• **What you need to do**
Write the listing out again, all of it, word for word.

• **Provided records**

....................

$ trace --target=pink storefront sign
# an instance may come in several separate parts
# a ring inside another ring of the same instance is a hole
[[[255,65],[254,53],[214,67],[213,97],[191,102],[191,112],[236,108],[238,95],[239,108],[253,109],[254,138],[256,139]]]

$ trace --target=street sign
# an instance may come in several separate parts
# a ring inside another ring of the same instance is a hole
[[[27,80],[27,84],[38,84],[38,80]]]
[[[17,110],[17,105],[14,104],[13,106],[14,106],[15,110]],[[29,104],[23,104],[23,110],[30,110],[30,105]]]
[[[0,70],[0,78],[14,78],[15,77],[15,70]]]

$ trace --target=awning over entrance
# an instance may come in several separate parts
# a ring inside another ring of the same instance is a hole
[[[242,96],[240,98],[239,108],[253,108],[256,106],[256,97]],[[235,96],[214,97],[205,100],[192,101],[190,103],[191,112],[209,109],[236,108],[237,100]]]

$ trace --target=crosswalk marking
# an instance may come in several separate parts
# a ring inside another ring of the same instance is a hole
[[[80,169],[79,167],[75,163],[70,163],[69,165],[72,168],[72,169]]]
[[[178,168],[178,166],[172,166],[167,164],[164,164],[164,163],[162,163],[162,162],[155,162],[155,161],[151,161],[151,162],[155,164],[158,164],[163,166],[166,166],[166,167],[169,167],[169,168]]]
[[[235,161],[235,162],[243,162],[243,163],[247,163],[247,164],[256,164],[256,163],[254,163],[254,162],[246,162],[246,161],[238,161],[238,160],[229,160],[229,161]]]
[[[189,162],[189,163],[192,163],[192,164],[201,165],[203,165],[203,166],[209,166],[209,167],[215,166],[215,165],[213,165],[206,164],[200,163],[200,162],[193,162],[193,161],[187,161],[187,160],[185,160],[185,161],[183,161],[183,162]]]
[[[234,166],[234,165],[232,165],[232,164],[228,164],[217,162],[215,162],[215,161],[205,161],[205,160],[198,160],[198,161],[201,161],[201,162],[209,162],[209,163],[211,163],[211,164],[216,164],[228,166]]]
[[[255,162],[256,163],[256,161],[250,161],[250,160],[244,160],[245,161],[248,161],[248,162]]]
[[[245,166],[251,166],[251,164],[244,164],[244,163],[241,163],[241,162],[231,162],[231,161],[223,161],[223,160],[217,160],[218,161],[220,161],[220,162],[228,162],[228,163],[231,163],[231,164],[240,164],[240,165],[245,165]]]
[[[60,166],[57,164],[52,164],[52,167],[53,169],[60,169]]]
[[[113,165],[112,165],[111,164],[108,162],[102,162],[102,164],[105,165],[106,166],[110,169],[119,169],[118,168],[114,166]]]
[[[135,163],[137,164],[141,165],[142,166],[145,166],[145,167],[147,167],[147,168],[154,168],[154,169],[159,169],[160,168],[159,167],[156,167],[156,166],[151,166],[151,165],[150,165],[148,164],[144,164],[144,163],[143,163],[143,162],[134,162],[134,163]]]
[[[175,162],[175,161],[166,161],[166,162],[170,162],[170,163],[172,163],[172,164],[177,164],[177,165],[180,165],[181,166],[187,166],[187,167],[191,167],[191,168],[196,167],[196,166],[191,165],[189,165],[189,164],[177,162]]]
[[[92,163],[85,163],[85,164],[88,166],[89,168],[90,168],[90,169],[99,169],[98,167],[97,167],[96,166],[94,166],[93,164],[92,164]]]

....................

• **Solution**
$ trace --target=pink storefront sign
# an instance may come in several separate parts
# a ring inside another ring of the same instance is a hole
[[[255,65],[254,53],[214,67],[213,97],[191,102],[191,112],[236,108],[238,95],[239,108],[253,109],[254,138],[256,139]]]

$ trace --target=street sign
# an instance may come in several separate parts
# a ring inside another ring of the same instance is a hole
[[[27,80],[27,84],[38,84],[38,80]]]
[[[17,110],[17,105],[14,104],[13,106],[14,106],[15,110]],[[29,104],[23,104],[23,110],[30,110],[30,105]]]
[[[0,70],[0,78],[14,78],[15,77],[15,70]]]

$ trace --target=awning over entrance
# an instance may come in several separate parts
# a ring inside another ring of the same instance is a hole
[[[242,96],[240,98],[239,108],[253,108],[256,106],[256,97]],[[235,96],[214,97],[205,100],[192,101],[190,103],[191,112],[209,109],[236,108],[237,100]]]

$ trace --target=crosswalk marking
# an instance may come in several separate parts
# a ring inside another ring of the same instance is a hole
[[[80,169],[79,167],[75,163],[70,163],[69,165],[72,168],[72,169]]]
[[[178,168],[178,166],[172,166],[167,164],[164,164],[164,163],[162,163],[162,162],[155,162],[155,161],[151,161],[151,162],[155,164],[158,164],[163,166],[166,166],[166,167],[169,167],[169,168]]]
[[[235,161],[235,162],[243,162],[243,163],[247,163],[247,164],[256,164],[256,163],[254,163],[254,162],[246,162],[246,161],[238,161],[238,160],[229,160],[229,161]]]
[[[189,162],[189,163],[192,163],[192,164],[201,165],[203,165],[203,166],[209,166],[209,167],[215,166],[215,165],[213,165],[206,164],[200,163],[200,162],[193,162],[193,161],[187,161],[187,160],[185,160],[185,161],[183,161],[183,162]]]
[[[234,166],[234,165],[232,165],[232,164],[228,164],[217,162],[215,162],[215,161],[205,161],[205,160],[198,160],[198,161],[201,161],[201,162],[209,162],[209,163],[211,163],[211,164],[216,164],[228,166]]]
[[[255,162],[256,163],[256,161],[250,161],[250,160],[244,160],[245,161],[248,161],[248,162]]]
[[[245,166],[251,166],[251,164],[244,164],[244,163],[241,163],[241,162],[231,162],[231,161],[223,161],[223,160],[217,160],[218,161],[220,161],[220,162],[228,162],[228,163],[231,163],[231,164],[240,164],[240,165],[245,165]]]
[[[60,166],[57,164],[52,164],[52,167],[53,169],[60,169]]]
[[[113,165],[112,165],[111,164],[108,162],[102,162],[102,164],[105,165],[106,166],[110,169],[119,169],[118,168],[114,166]]]
[[[135,163],[137,164],[141,165],[142,166],[145,166],[145,167],[147,167],[147,168],[154,168],[154,169],[159,169],[160,168],[159,167],[156,167],[156,166],[151,166],[151,165],[150,165],[148,164],[144,164],[144,163],[143,163],[143,162],[134,162],[134,163]]]
[[[175,162],[175,161],[166,161],[166,162],[170,162],[170,163],[172,163],[172,164],[177,164],[177,165],[180,165],[181,166],[187,166],[187,167],[191,167],[191,168],[196,167],[196,166],[191,165],[189,165],[189,164],[177,162]]]
[[[92,163],[85,163],[85,164],[88,166],[89,168],[90,168],[90,169],[99,169],[98,167],[97,167],[96,166],[94,166],[93,164],[92,164]]]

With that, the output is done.